» YOUR GOAL
Reproduce exactly, leaving out pictures, each line from the one holding "Point out the traffic" through the final line of the listing, and add nothing.

» INFORMATION PROVIDED

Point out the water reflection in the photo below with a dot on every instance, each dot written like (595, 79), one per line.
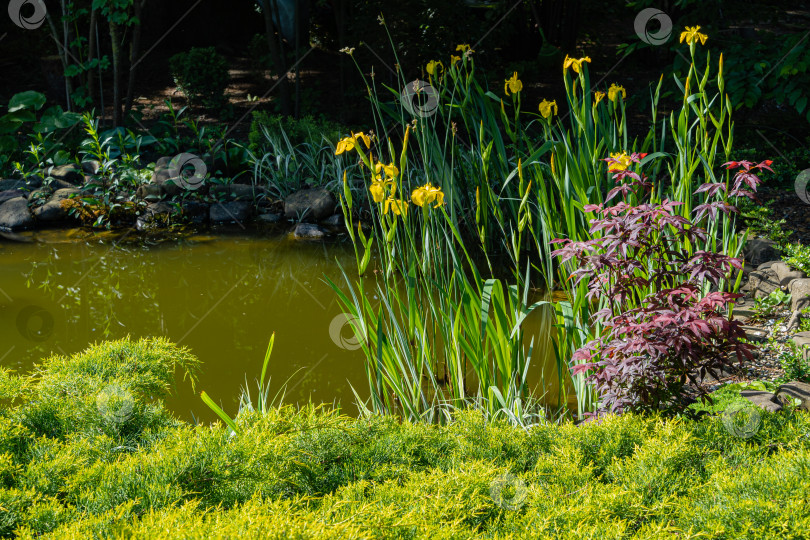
(221, 296)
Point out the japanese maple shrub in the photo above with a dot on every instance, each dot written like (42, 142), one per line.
(662, 319)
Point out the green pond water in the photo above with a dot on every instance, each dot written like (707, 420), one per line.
(220, 295)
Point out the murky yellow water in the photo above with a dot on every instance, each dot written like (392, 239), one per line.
(221, 295)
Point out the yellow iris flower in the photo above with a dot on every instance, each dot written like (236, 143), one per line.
(347, 144)
(398, 207)
(622, 163)
(692, 34)
(427, 194)
(433, 67)
(548, 108)
(390, 171)
(513, 84)
(574, 63)
(613, 92)
(378, 188)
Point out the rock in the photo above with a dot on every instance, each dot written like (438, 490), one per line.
(763, 400)
(67, 173)
(785, 274)
(308, 230)
(795, 390)
(802, 341)
(53, 210)
(760, 250)
(235, 192)
(269, 218)
(753, 333)
(9, 194)
(799, 294)
(91, 167)
(14, 215)
(335, 221)
(762, 283)
(162, 177)
(230, 211)
(196, 212)
(150, 192)
(310, 204)
(765, 266)
(28, 184)
(172, 187)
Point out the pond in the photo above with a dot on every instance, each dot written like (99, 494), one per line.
(220, 295)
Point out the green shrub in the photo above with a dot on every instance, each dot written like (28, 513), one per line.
(306, 130)
(797, 256)
(202, 76)
(795, 365)
(67, 471)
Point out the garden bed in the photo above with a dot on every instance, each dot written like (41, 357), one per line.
(87, 449)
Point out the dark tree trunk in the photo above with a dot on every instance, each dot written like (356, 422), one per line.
(277, 53)
(134, 51)
(91, 54)
(115, 38)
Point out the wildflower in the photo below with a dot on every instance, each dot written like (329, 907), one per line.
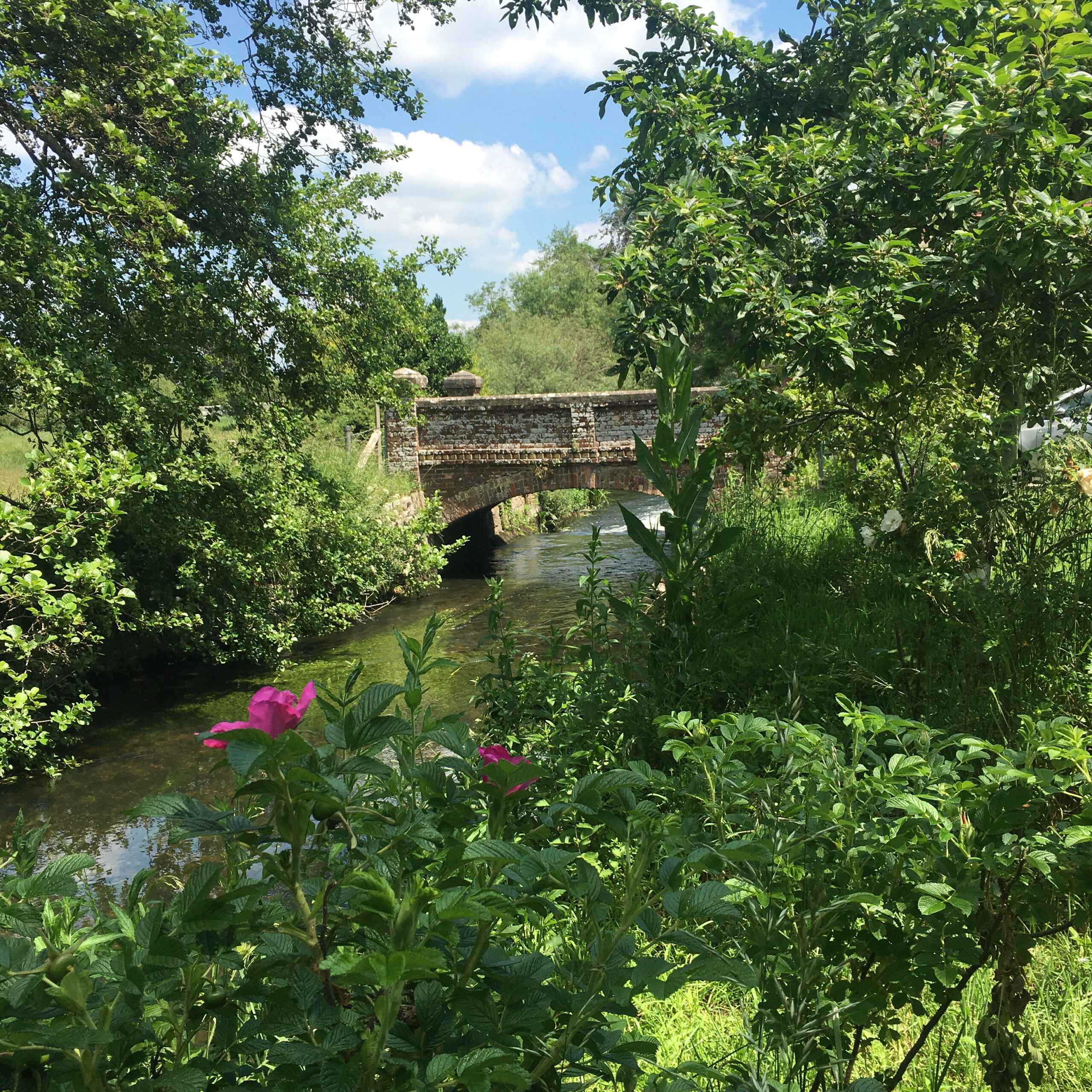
(271, 711)
(497, 754)
(892, 521)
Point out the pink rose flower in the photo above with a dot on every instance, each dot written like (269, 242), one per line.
(497, 754)
(271, 711)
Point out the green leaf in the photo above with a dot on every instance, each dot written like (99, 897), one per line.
(490, 849)
(439, 1067)
(646, 539)
(56, 878)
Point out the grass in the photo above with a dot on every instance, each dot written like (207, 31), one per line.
(14, 450)
(798, 611)
(705, 1024)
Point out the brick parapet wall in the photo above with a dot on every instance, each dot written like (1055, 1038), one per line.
(480, 451)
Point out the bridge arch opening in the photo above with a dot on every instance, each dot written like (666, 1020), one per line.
(493, 526)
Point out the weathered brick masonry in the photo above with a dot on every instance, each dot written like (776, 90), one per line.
(480, 451)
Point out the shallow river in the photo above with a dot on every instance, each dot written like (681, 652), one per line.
(143, 744)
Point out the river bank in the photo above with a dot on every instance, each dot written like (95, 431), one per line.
(142, 740)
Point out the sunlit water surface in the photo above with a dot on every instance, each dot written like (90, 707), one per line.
(142, 743)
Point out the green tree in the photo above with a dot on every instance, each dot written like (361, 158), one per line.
(165, 247)
(444, 352)
(551, 328)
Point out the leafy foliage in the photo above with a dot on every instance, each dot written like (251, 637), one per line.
(549, 329)
(171, 255)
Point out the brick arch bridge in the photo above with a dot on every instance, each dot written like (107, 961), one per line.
(479, 451)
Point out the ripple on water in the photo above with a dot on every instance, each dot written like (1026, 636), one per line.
(142, 742)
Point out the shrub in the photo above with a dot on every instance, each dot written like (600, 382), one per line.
(61, 593)
(424, 922)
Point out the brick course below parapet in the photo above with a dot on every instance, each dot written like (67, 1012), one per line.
(479, 451)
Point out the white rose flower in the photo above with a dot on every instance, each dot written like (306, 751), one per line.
(892, 521)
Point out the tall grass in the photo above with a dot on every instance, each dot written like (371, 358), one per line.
(705, 1024)
(798, 611)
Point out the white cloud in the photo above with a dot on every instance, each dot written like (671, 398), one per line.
(589, 232)
(597, 157)
(465, 192)
(479, 47)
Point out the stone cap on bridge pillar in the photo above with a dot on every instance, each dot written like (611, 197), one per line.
(414, 377)
(462, 383)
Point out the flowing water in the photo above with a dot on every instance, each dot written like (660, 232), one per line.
(142, 743)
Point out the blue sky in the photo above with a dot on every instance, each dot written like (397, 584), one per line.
(509, 140)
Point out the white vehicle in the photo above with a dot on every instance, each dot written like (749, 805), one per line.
(1069, 418)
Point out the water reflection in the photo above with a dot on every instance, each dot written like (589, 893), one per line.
(143, 740)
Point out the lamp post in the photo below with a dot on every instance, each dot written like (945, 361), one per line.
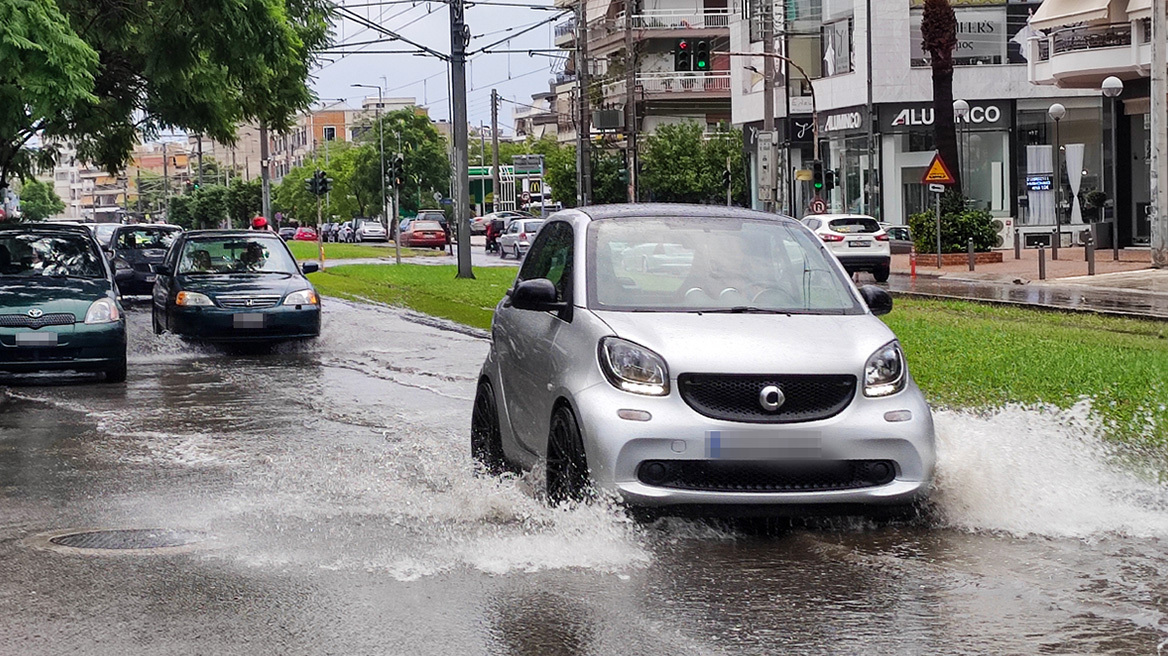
(960, 113)
(1112, 88)
(381, 148)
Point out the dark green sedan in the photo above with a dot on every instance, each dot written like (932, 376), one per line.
(235, 286)
(58, 305)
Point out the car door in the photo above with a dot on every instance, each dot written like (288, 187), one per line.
(526, 340)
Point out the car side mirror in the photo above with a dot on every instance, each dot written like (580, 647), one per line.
(537, 294)
(878, 300)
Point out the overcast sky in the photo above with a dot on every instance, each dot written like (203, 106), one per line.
(516, 76)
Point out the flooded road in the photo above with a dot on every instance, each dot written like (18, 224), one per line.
(336, 509)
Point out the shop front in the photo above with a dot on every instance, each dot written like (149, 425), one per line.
(984, 156)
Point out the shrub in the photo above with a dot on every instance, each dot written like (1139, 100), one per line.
(958, 225)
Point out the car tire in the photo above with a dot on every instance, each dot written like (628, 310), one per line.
(486, 438)
(568, 477)
(117, 371)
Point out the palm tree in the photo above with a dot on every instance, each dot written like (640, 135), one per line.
(938, 32)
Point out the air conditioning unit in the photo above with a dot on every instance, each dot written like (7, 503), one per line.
(1005, 229)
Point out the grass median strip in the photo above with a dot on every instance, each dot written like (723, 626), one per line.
(961, 354)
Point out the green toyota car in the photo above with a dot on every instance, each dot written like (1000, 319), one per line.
(58, 304)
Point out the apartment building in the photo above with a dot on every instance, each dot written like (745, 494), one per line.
(1076, 46)
(873, 104)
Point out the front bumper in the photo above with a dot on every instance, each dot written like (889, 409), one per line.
(219, 325)
(617, 447)
(80, 348)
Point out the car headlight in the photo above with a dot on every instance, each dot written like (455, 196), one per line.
(633, 368)
(884, 372)
(103, 311)
(304, 297)
(193, 299)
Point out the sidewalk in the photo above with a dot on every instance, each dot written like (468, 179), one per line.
(1128, 287)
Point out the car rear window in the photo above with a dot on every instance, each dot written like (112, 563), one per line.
(854, 224)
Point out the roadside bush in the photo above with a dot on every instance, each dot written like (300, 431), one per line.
(958, 225)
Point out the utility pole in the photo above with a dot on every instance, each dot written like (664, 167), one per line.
(767, 7)
(631, 99)
(494, 148)
(1159, 135)
(459, 39)
(265, 180)
(584, 125)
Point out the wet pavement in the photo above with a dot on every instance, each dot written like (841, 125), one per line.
(338, 513)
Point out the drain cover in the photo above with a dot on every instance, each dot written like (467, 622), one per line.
(118, 541)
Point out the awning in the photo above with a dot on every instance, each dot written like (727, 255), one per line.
(1139, 9)
(1058, 13)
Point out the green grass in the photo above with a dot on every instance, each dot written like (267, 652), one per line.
(307, 250)
(961, 354)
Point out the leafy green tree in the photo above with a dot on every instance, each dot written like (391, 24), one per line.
(39, 201)
(203, 67)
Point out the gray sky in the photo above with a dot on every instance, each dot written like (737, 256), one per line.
(516, 76)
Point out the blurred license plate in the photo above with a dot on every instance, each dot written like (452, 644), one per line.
(36, 339)
(762, 445)
(249, 320)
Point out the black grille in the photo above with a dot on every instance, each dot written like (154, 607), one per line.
(26, 321)
(731, 475)
(736, 397)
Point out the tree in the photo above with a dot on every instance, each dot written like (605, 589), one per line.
(102, 72)
(938, 33)
(39, 201)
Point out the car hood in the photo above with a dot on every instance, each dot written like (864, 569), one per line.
(242, 284)
(755, 343)
(50, 294)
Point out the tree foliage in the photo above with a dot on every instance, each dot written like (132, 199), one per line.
(39, 201)
(101, 72)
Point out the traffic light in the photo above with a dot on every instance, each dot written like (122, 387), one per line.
(682, 56)
(817, 175)
(398, 171)
(702, 56)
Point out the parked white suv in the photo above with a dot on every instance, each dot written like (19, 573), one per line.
(856, 241)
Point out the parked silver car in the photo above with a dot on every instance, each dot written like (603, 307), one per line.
(756, 376)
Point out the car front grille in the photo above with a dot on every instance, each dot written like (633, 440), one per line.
(751, 476)
(26, 321)
(732, 397)
(252, 302)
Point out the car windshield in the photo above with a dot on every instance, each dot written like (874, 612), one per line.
(26, 255)
(854, 224)
(141, 238)
(235, 255)
(713, 265)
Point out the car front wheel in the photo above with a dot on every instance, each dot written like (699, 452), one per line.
(567, 474)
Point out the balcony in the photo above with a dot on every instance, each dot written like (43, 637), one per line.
(1080, 57)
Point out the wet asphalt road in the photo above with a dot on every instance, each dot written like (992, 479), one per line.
(332, 487)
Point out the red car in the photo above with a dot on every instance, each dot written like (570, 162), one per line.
(424, 234)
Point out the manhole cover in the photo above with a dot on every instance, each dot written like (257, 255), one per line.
(118, 541)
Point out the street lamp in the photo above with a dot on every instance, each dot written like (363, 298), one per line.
(1112, 88)
(381, 149)
(1057, 111)
(960, 112)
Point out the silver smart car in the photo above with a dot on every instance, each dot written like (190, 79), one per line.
(700, 356)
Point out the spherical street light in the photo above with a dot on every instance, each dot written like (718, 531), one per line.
(1112, 86)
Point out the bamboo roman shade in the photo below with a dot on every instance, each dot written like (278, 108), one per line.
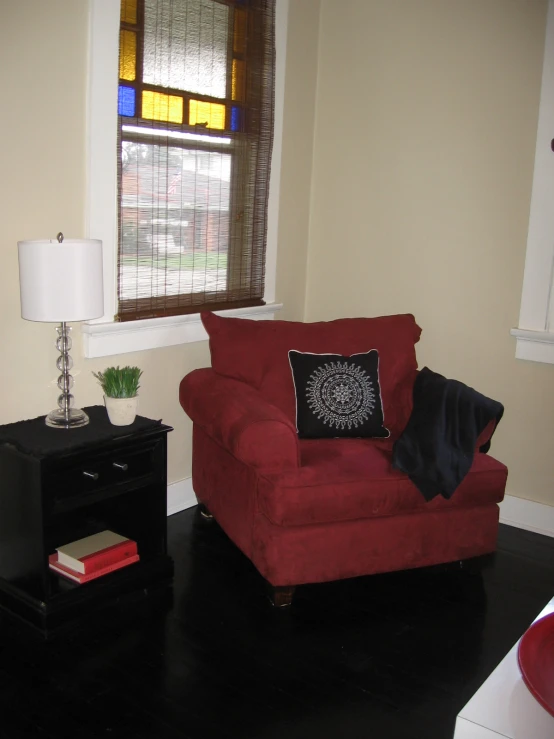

» RESPONSE
Point out the traffic light in the photo above with a dot on every instance, each dot written like (122, 387), one per line.
(682, 56)
(817, 175)
(398, 171)
(702, 56)
Point out the parked white suv in the photo above with a dot on every instance, each dot written like (19, 573), one per line.
(856, 241)
Point out the parked silver car in the photo above with a dot on every instance, each dot written like (603, 307), one per line.
(756, 376)
Point out the car front grille in the photo above with a dot on every instance, each dot written like (633, 440), one per line.
(751, 476)
(26, 321)
(732, 397)
(252, 302)
Point out the car windshield in the photo above with a dot on every instance, each dot written like (874, 612), one per line.
(26, 255)
(854, 224)
(141, 238)
(235, 255)
(713, 265)
Point out the car front wheel in the photo above with a dot on every instance, each dot written like (699, 452), one per line.
(567, 474)
Point out the balcony in the photo above with a dot on every instance, each dot written like (43, 637), one per line.
(1080, 57)
Point out the wet asphalt road in the photo above with a dot on every instance, each dot written like (992, 479), one per line.
(332, 487)
Point out the red car in the photo above with a dot on every instance, each dot written like (570, 162), one per line.
(424, 234)
Point out the manhole cover in the photo above with a dot on every instance, each dot written like (257, 255), one per line.
(118, 541)
Point out the street lamp in the photo above with a dot on every instance, each dot written like (363, 298), one per line.
(1112, 88)
(381, 149)
(1057, 111)
(960, 112)
Point out the silver smart car in the photo above with a dot on every instance, each dot written like (190, 79), one per line.
(700, 356)
Point out the spherical street light in the photo above with a dot on every instance, each dot written like (718, 531), one per line.
(1112, 86)
Point out the bamboo roman shade in the photo below with a dot on every instance, each dot written like (278, 108), one per line.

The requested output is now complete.